---- MATERIALS PROVIDED

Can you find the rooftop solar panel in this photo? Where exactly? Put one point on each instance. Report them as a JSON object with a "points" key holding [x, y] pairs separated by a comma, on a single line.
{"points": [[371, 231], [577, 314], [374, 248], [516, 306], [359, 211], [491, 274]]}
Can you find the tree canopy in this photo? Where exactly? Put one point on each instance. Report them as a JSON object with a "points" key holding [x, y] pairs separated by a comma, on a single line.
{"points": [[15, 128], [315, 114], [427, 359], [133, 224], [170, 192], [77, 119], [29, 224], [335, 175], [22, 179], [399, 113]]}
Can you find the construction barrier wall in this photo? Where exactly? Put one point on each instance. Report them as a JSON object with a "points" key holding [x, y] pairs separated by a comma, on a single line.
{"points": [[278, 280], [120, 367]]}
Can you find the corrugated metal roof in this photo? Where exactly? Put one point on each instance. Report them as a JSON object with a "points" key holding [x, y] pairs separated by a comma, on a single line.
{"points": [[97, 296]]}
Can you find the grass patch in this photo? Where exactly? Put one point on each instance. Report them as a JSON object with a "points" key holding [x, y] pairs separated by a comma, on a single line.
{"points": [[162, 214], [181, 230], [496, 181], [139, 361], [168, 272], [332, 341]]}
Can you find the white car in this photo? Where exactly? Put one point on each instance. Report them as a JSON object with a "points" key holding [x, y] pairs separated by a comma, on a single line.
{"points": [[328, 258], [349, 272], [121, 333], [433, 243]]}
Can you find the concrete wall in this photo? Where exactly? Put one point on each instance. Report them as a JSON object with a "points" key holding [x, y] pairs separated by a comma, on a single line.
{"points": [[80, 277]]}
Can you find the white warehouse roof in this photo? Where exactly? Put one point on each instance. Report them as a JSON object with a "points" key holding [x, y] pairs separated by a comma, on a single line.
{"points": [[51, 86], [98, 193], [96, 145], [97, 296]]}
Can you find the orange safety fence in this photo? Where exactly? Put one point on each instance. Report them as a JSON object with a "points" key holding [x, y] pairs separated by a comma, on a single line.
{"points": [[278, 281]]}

--------

ABOUT THIS TASK – Line by line, set down the material exactly as given.

WRITTEN ANSWER –
Can you find the rooftop solar panel in this photo? Where exactly? Put one point on each instance. Report them as a JSON object with a "points" key holding [x, y] pairs separated by a comma, on a single line.
{"points": [[371, 231], [577, 314], [374, 248], [516, 306], [359, 211], [491, 274]]}
Can you find the tree canopy in this photo? Where exactly? Put one point on each instance. Report them as a JSON object with a "points" key holding [x, y] pairs separated by a comma, on a single line.
{"points": [[15, 128], [315, 114], [427, 359], [133, 224], [170, 192], [77, 119], [29, 224], [335, 175], [22, 179], [399, 113]]}
Can you find the construction barrier wall in this photo? Where exactly? Put one point on each instance. Report them as a JSON object with a "points" key holding [x, y] pairs separated by a comma, on a single line.
{"points": [[278, 280], [120, 367]]}
Can you find the corrugated metal roof in this photo? Where exactly? Put one point on each instance. Report them as a JSON object with a "points" key holding [x, y] pairs separated by a comma, on a single line.
{"points": [[97, 296]]}
Can you find the grass patch in this photo? Where exactly? Put one point on each instance. Report them as a JSON object with a "points" key holding [x, y] pairs separated by a comma, on a single line.
{"points": [[162, 214], [181, 230], [496, 181], [139, 361], [168, 272], [332, 341]]}
Can you find the white car in this photo? Where exactly? Put one point on each instance. Report them as a JSON object with a "points" key holding [x, y] pairs separated by a comma, on a single line.
{"points": [[328, 258], [349, 272], [121, 333], [433, 243]]}
Can you find the concrete wall in this photo? Where exactly? Put one point on each instance. Report them as a JSON object with a "points" key holding [x, y] pairs separated by a comma, on a single line.
{"points": [[80, 277]]}
Can you find the white warehouse roof in this photo? Where exactly? Put one point on each instance. Report them as a JSON object with a "points" key holding [x, y] pairs separated by a comma, on a single line.
{"points": [[51, 86], [98, 193], [96, 145], [97, 296]]}
Can you find the orange safety fence in this photo? Where exactly? Put one point on each instance. Report them as a JSON object with a "points" key holding [x, y] pairs separated by a comma, on a single line.
{"points": [[278, 281]]}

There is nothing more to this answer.